*ACTIVITY*
From the first record to the last, write each one out again exactly.

START EXCERPTED DATA

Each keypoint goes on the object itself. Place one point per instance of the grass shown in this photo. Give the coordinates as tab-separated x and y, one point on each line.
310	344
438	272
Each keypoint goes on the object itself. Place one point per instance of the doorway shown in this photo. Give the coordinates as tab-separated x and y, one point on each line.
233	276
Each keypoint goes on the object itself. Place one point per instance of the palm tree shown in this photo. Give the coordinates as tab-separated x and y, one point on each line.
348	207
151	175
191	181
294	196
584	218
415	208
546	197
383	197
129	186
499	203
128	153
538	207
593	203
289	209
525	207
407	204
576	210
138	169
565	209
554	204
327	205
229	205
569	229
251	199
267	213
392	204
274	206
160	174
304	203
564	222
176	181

END EXCERPTED DATA

*ANSWER*
Each keypoint goes on the object itself. Place one point per instance of the grass shown in this photo. Give the coordinates as tab-separated x and y, one point on each line.
310	344
438	272
Each keypoint goes on the object itself. Place one point per instance of the doorway shown in this photo. Give the coordinates as tab-separated x and y, one point on each line.
233	276
Each keypoint goes on the object itself. Place one point per instance of the palm tree shown in this photo. Give the coordinates as tab-separated x and y, one point on each line.
348	207
151	175
191	181
294	196
584	218
415	208
546	197
383	197
129	186
499	203
128	153
538	207
593	203
289	209
525	207
407	204
576	210
138	169
565	209
554	204
327	205
229	205
569	229
251	199
267	213
392	204
274	206
160	174
304	203
564	222
176	181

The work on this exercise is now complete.